Although corneal transplants are routinely performed today, whole-eye transplantation has remained an unrealized goal in vision restoration because of challenges related to immune rejection and reestablishing the connectivity of the optic nerve to the visual centers in the brain. The Audacious Restorative Goals in Ocular Sciences (ARGOS) Consortium established at the University of Pittsburgh is the first cross-disciplinary, systematic attempt to explore strategies to enable corneal regeneration, retinal cell survival, long-distance optic nerve regeneration with cortical integration, and whole-eyeball transplantation.
As reported by Mark Roth, Pittsburgh Post-Gazette, McGowan Institute for Regenerative Medicine deputy director Vijay Gorantla, MD, PhD, associate professor of surgery in the Department of Plastic Surgery at the University of Pittsburgh, the administrative medical director of the Pittsburgh Reconstructive Transplant Program at UPMC, and a clinician who has helped pioneer Pitt’s hand and arm transplants, is the first to acknowledge that it will be years before surgeons can attempt whole eye transplants in human patients. But he says the approach has a key advantage over other attempts to repair traumatic injuries to the eye, whether they have come from a roadside bomb, an industrial accident, or a car collision. The eye is so complex that trying to repair its internal parts is an enormous challenge.
------------------------------------------------------------------------
What to do —
[1] According to the eye-transplant passage, what is the full name behind the ARGOS Consortium?
[2] Reproduce the eye-transplant passage word for word, starting with "Although corneal transplants" and going on through "and whole-eyeball transplantation.".
The lines after this point have no part in what is asked about the passage.
------------------------------------------------------------------------
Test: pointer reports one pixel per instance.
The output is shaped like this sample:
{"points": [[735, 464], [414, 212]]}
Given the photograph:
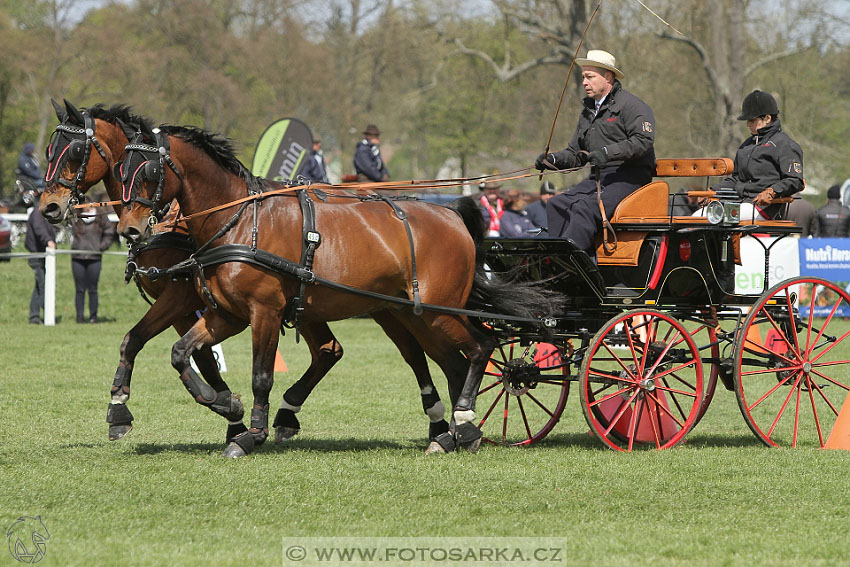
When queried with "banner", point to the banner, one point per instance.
{"points": [[282, 150]]}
------------------------------------------------------------------------
Solutions to the problems —
[1] Audacious Restorative Goals in Ocular Sciences

[2]
Although corneal transplants are routinely performed today, whole-eye transplantation has remained an unrealized goal in vision restoration because of challenges related to immune rejection and reestablishing the connectivity of the optic nerve to the visual centers in the brain. The Audacious Restorative Goals in Ocular Sciences (ARGOS) Consortium established at the University of Pittsburgh is the first cross-disciplinary, systematic attempt to explore strategies to enable corneal regeneration, retinal cell survival, long-distance optic nerve regeneration with cortical integration, and whole-eyeball transplantation.